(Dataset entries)
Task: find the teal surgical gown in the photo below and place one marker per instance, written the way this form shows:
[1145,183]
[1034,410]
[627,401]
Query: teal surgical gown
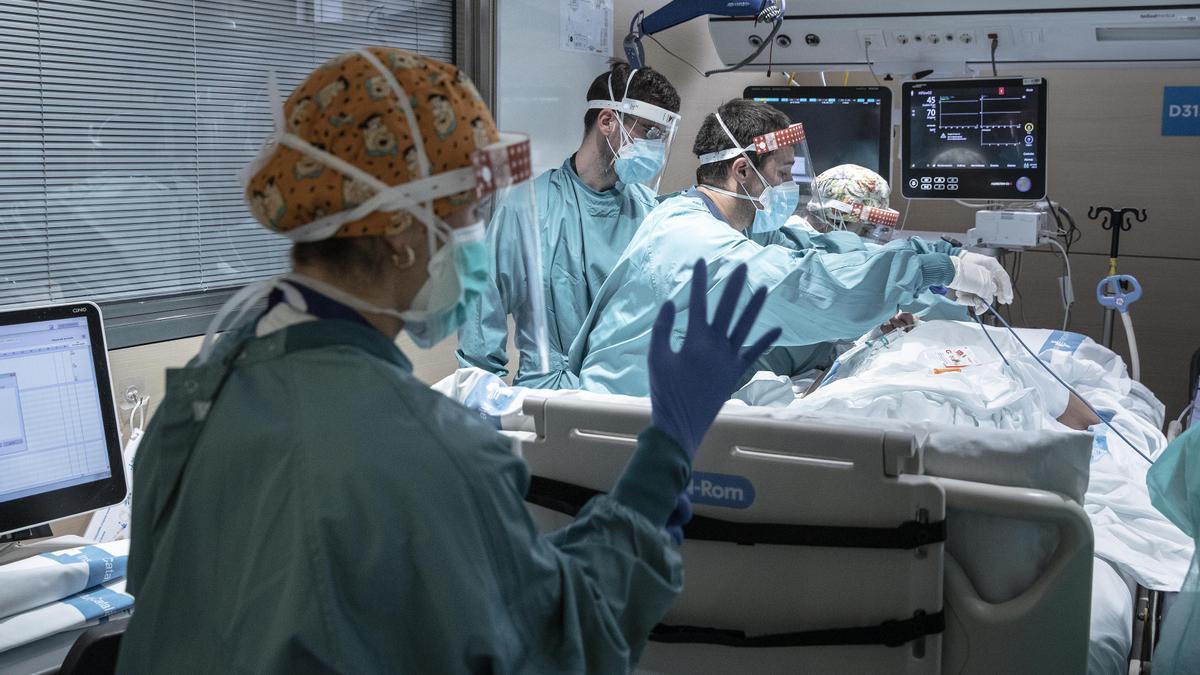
[583,232]
[795,360]
[305,505]
[814,296]
[1174,484]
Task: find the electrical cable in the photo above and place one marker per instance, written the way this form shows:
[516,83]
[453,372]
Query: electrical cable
[655,40]
[1066,305]
[768,42]
[1055,375]
[870,66]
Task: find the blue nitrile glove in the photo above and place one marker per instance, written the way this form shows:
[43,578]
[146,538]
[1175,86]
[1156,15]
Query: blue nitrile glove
[689,387]
[679,517]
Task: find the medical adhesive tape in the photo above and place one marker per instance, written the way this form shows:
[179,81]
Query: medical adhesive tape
[781,138]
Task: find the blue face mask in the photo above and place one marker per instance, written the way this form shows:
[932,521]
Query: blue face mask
[779,203]
[640,160]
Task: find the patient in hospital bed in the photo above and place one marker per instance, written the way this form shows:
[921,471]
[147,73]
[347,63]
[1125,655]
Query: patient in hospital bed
[949,374]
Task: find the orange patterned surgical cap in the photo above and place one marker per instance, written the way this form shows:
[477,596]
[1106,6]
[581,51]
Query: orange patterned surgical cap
[348,108]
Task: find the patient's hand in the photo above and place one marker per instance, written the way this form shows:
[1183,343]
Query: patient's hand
[1078,416]
[903,321]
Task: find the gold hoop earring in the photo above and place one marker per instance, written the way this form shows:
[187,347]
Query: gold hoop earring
[407,264]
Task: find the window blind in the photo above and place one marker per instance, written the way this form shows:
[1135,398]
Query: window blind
[124,125]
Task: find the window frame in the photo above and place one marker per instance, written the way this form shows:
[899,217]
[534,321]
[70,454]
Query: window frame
[160,318]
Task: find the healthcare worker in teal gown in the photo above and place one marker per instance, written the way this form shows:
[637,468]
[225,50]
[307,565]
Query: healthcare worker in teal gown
[1174,485]
[306,505]
[850,202]
[815,297]
[589,209]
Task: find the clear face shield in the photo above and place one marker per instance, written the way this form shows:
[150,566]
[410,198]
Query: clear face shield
[460,262]
[778,201]
[647,133]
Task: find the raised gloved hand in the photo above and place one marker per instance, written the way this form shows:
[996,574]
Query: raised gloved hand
[689,387]
[978,280]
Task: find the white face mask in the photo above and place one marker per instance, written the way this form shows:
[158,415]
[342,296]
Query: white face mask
[639,160]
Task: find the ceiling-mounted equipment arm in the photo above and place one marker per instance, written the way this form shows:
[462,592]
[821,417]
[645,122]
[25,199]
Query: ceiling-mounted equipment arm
[682,11]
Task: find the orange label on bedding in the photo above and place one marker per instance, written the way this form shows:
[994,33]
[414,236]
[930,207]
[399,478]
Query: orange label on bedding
[957,357]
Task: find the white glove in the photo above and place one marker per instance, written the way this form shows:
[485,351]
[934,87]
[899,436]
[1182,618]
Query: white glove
[978,280]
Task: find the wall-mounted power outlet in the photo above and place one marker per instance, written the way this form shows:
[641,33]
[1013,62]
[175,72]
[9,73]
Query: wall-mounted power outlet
[873,39]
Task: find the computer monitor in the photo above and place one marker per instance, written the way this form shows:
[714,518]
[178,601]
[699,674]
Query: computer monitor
[845,125]
[975,139]
[60,451]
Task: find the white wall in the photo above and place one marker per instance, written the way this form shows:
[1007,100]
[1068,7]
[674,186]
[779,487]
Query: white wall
[540,88]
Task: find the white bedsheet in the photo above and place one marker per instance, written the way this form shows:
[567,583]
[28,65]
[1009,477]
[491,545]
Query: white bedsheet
[897,384]
[907,380]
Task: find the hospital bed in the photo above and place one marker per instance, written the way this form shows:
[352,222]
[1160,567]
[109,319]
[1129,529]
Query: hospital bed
[827,548]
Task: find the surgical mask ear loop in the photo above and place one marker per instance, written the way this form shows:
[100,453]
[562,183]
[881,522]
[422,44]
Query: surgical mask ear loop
[625,136]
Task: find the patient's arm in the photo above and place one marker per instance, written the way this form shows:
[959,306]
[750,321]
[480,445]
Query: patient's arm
[1078,416]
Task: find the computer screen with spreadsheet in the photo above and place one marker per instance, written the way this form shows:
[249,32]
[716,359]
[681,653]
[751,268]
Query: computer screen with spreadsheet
[59,443]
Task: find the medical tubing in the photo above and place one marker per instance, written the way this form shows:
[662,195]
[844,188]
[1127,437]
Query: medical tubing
[1055,375]
[995,346]
[1134,362]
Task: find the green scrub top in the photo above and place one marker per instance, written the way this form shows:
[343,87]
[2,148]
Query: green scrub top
[814,296]
[583,233]
[305,505]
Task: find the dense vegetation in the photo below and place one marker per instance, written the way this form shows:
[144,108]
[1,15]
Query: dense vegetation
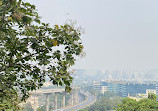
[30,50]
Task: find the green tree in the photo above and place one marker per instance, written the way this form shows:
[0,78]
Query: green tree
[31,50]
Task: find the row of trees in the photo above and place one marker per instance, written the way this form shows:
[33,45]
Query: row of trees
[31,50]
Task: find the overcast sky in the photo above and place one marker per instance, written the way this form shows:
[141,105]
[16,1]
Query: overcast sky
[119,34]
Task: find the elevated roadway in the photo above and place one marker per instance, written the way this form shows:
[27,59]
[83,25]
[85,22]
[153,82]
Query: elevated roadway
[90,99]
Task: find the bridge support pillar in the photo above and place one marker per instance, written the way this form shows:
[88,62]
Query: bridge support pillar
[72,98]
[76,98]
[47,102]
[63,99]
[56,101]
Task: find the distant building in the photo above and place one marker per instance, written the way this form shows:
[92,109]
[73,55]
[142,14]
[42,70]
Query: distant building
[142,96]
[122,89]
[103,89]
[96,85]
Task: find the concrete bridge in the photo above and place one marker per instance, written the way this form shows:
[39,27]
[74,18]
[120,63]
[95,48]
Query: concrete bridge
[47,92]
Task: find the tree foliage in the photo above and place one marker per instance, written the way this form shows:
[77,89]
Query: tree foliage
[31,50]
[148,104]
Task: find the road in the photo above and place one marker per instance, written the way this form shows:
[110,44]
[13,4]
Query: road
[89,101]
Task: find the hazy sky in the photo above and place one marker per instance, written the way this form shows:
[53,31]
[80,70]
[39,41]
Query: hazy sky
[119,34]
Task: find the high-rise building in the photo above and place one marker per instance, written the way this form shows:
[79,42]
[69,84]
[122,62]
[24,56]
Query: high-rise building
[122,89]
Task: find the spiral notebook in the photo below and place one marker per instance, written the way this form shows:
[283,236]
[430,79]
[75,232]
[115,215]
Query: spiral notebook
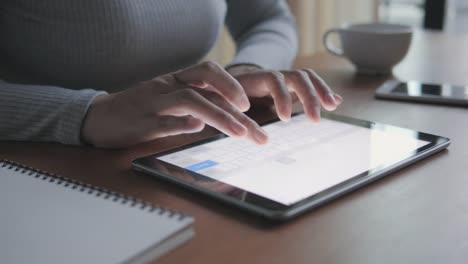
[46,218]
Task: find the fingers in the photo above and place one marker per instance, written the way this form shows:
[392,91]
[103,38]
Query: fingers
[189,102]
[305,90]
[210,74]
[330,100]
[280,94]
[171,125]
[254,131]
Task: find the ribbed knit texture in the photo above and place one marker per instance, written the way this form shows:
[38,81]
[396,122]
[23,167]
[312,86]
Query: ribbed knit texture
[57,55]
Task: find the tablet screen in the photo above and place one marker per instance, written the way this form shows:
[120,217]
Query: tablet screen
[301,158]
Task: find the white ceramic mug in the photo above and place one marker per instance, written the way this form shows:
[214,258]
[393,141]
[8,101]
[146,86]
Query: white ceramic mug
[374,47]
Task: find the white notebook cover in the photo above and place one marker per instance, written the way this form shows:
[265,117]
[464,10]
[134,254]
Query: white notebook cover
[50,219]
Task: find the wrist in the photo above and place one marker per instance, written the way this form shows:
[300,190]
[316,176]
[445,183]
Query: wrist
[91,120]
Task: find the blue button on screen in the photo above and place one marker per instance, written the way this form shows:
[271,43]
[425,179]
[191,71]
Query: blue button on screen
[201,165]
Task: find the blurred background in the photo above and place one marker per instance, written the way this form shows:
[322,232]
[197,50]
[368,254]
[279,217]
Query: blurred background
[314,17]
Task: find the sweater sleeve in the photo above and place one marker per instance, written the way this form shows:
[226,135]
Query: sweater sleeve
[264,32]
[43,113]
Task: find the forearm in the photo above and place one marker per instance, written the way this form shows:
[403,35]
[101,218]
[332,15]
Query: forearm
[42,113]
[264,32]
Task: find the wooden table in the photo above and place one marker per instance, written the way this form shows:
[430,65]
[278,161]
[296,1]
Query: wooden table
[417,215]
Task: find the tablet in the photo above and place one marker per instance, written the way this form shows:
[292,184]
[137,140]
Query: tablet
[303,165]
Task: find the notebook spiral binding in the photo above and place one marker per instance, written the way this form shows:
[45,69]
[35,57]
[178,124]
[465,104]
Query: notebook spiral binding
[90,189]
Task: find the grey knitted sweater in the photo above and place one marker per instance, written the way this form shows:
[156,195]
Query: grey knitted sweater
[57,55]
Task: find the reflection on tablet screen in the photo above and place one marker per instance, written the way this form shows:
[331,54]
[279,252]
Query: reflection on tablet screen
[300,160]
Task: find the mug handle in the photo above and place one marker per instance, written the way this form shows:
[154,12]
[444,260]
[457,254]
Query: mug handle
[329,45]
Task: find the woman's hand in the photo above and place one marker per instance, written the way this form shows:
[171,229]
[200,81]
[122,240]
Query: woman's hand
[286,87]
[176,103]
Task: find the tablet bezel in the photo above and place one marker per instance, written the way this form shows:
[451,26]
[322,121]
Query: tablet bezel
[272,209]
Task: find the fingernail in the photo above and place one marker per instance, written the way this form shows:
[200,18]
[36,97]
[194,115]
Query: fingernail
[243,103]
[338,98]
[331,99]
[238,129]
[260,136]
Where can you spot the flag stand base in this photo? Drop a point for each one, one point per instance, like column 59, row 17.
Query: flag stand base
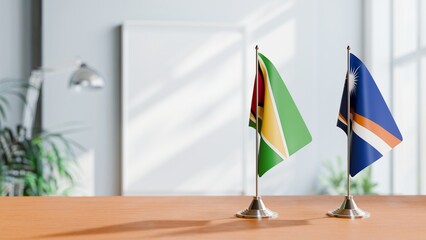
column 348, row 209
column 257, row 209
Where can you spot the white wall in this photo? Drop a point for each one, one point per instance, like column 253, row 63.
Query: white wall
column 306, row 40
column 15, row 48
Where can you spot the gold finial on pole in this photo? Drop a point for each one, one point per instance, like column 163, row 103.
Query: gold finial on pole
column 257, row 208
column 348, row 209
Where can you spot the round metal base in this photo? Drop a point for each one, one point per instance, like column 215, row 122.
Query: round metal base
column 257, row 209
column 349, row 209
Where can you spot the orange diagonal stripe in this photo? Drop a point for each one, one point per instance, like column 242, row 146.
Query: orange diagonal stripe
column 390, row 139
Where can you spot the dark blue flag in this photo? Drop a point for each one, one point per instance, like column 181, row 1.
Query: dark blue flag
column 373, row 129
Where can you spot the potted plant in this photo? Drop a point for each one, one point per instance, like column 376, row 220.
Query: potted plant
column 36, row 165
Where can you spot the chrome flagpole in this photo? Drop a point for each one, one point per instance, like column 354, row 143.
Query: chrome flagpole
column 257, row 208
column 348, row 209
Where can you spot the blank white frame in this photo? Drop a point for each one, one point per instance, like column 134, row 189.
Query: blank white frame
column 140, row 25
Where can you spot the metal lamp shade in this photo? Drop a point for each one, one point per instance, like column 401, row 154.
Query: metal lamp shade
column 86, row 77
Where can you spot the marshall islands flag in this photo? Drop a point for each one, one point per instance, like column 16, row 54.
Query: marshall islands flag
column 281, row 127
column 373, row 130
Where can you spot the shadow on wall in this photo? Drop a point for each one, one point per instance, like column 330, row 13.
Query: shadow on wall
column 186, row 126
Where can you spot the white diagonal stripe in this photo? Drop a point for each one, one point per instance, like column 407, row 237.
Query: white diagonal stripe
column 371, row 138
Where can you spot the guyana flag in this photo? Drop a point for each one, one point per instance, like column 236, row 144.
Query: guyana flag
column 281, row 127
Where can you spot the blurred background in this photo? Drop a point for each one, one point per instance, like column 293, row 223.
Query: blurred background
column 172, row 117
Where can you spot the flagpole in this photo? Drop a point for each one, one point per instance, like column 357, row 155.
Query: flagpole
column 257, row 208
column 257, row 122
column 348, row 208
column 348, row 120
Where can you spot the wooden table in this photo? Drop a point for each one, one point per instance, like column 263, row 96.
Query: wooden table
column 300, row 217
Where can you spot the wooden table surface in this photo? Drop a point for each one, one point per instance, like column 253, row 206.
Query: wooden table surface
column 300, row 217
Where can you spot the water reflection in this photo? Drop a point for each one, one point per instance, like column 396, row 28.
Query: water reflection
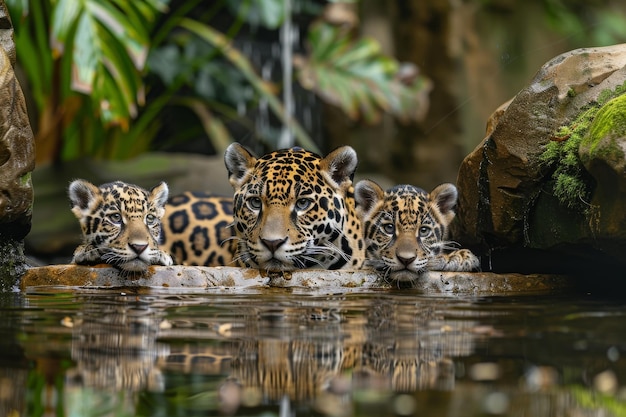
column 278, row 351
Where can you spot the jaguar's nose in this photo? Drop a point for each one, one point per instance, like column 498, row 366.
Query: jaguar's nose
column 138, row 248
column 273, row 244
column 406, row 260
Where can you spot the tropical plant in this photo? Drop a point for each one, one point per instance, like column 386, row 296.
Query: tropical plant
column 102, row 73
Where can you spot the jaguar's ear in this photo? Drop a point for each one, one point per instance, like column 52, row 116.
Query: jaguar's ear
column 159, row 194
column 239, row 162
column 82, row 193
column 368, row 195
column 445, row 196
column 340, row 164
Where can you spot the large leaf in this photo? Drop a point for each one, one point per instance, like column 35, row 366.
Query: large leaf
column 263, row 88
column 108, row 40
column 356, row 76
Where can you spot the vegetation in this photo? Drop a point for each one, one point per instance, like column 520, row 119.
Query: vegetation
column 105, row 74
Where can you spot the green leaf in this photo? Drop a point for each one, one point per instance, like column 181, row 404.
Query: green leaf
column 86, row 55
column 224, row 45
column 64, row 18
column 354, row 75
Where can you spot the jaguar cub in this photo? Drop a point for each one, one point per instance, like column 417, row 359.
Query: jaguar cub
column 121, row 224
column 294, row 209
column 406, row 230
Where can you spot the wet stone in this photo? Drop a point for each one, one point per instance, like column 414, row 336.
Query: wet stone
column 193, row 278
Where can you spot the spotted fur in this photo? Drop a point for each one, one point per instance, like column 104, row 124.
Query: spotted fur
column 294, row 209
column 121, row 224
column 406, row 230
column 197, row 229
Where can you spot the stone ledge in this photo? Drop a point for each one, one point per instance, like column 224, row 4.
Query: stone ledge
column 202, row 278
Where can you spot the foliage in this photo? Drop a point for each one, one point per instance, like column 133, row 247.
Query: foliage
column 585, row 22
column 103, row 73
column 84, row 61
column 354, row 75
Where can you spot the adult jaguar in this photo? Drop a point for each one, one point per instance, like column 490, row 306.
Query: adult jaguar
column 295, row 210
column 406, row 228
column 121, row 224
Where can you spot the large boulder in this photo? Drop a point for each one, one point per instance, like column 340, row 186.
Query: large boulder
column 17, row 161
column 526, row 210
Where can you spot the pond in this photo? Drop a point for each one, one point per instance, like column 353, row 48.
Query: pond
column 297, row 352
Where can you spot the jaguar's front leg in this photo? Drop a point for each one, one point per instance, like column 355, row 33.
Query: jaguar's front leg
column 86, row 254
column 462, row 260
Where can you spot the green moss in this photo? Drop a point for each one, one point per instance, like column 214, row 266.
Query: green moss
column 572, row 183
column 610, row 122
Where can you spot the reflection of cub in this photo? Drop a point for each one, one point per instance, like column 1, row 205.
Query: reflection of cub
column 121, row 224
column 406, row 230
column 116, row 348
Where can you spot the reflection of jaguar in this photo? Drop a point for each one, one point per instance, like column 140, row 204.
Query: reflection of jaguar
column 294, row 209
column 121, row 224
column 406, row 230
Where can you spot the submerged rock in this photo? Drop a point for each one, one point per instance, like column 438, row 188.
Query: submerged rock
column 563, row 212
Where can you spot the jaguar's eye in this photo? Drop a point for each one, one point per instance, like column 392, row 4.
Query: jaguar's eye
column 425, row 231
column 254, row 203
column 115, row 218
column 388, row 228
column 302, row 204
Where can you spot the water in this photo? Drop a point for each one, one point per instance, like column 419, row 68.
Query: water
column 277, row 352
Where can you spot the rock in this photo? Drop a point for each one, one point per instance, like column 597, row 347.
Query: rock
column 195, row 278
column 17, row 161
column 507, row 199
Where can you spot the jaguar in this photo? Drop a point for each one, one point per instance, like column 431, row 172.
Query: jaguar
column 120, row 223
column 294, row 209
column 406, row 230
column 197, row 229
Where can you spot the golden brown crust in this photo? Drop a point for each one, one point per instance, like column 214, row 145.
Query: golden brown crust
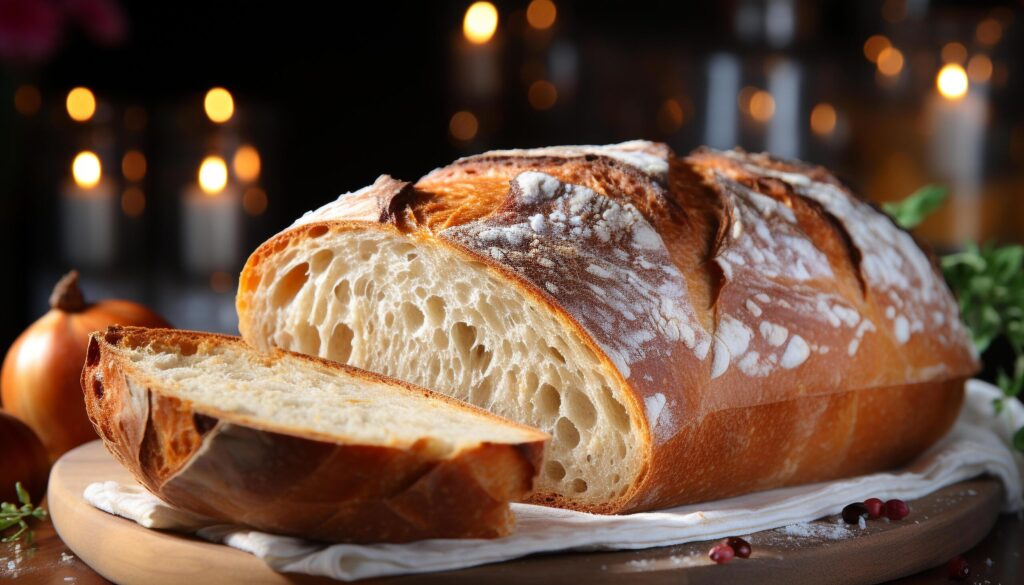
column 225, row 468
column 806, row 317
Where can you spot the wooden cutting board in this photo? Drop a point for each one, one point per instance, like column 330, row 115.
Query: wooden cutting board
column 941, row 526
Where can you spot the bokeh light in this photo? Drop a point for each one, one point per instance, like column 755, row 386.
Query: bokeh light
column 480, row 23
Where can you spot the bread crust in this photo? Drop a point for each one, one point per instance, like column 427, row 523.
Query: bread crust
column 803, row 332
column 288, row 482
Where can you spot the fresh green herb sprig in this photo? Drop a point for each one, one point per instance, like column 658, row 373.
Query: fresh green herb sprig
column 12, row 514
column 989, row 286
column 915, row 208
column 988, row 282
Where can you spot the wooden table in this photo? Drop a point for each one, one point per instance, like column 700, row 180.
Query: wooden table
column 50, row 561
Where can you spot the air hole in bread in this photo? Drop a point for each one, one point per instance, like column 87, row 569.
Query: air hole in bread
column 554, row 470
column 289, row 285
column 436, row 309
column 343, row 292
column 554, row 352
column 566, row 432
column 581, row 409
column 469, row 334
column 482, row 392
column 463, row 335
column 321, row 261
column 614, row 411
column 187, row 347
column 340, row 345
column 412, row 316
column 548, row 401
column 307, row 337
column 316, row 231
column 367, row 249
column 439, row 339
column 479, row 358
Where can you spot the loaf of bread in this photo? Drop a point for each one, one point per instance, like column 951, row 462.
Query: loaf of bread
column 293, row 445
column 686, row 328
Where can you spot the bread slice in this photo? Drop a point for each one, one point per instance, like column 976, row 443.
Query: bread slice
column 685, row 327
column 295, row 445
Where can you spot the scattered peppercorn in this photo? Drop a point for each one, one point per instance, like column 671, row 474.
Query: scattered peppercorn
column 721, row 553
column 739, row 546
column 853, row 512
column 897, row 509
column 876, row 508
column 957, row 569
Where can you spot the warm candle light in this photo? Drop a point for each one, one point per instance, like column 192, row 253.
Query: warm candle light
column 762, row 106
column 541, row 14
column 81, row 105
column 823, row 119
column 952, row 82
column 890, row 61
column 246, row 163
column 212, row 175
column 86, row 169
column 463, row 126
column 219, row 105
column 480, row 23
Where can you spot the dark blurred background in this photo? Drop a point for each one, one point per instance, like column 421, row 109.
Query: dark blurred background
column 110, row 111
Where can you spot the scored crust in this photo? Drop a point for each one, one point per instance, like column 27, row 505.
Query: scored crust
column 225, row 466
column 767, row 289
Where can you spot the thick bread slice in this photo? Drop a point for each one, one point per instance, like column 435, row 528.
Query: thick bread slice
column 295, row 445
column 684, row 327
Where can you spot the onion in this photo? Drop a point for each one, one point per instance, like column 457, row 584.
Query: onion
column 23, row 458
column 40, row 382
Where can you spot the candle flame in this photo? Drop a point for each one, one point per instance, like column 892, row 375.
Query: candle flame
column 81, row 103
column 246, row 163
column 480, row 23
column 219, row 105
column 86, row 169
column 213, row 175
column 951, row 82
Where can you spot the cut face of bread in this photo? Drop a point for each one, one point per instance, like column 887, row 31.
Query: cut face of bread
column 430, row 316
column 294, row 445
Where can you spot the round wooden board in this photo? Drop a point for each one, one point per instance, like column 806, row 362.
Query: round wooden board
column 941, row 526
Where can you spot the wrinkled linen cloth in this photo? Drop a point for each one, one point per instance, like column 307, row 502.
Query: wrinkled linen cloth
column 977, row 445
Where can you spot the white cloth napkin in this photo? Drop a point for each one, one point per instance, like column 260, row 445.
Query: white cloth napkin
column 977, row 444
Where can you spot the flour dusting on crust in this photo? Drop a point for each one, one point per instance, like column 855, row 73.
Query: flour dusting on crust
column 891, row 261
column 648, row 158
column 614, row 274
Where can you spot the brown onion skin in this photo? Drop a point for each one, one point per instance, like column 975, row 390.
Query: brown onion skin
column 23, row 458
column 41, row 378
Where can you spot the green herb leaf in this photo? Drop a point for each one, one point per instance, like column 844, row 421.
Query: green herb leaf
column 914, row 209
column 11, row 515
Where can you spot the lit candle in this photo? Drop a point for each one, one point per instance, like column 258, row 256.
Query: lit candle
column 88, row 211
column 956, row 118
column 211, row 226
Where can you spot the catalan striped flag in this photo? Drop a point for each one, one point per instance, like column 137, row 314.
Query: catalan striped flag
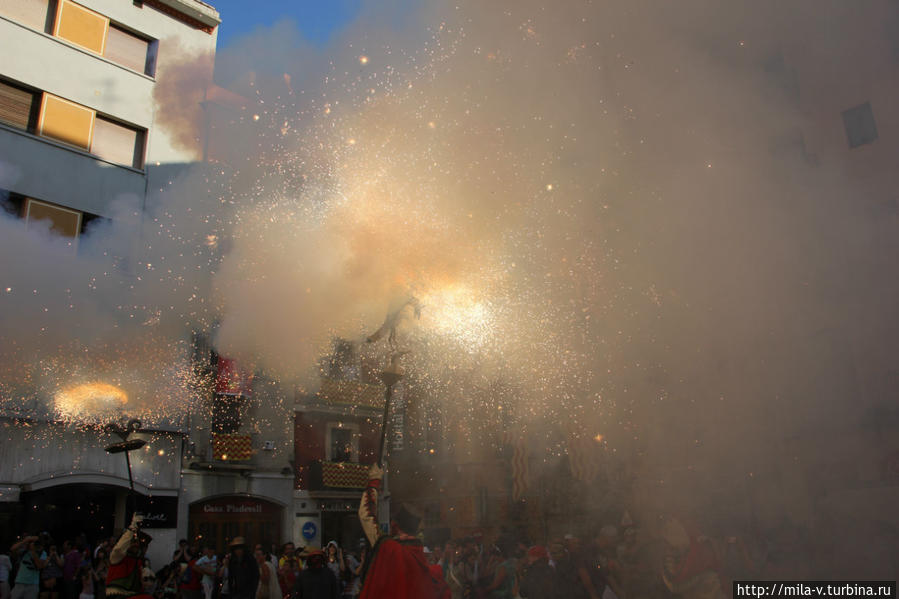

### How to complete this task
Of all the entries above, output exactly the lines between the one holding "Query: large leaf" and the one holding "Where can you spot the jaguar cub", inclusive.

### Output for this exercise
Query: large leaf
column 263, row 88
column 108, row 40
column 356, row 76
Where can you spot the vegetation in this photo? Drop a point for each one, one point per instance, like column 520, row 119.
Query: vegetation
column 105, row 74
Where can you spot the green leaf in this photo? Drop a point for each one, one point per instance, like column 181, row 404.
Query: green leaf
column 86, row 55
column 224, row 45
column 64, row 18
column 354, row 75
Where can you spot the jaguar cub in this photo? Drop a point for each one, one point per instance, like column 417, row 359.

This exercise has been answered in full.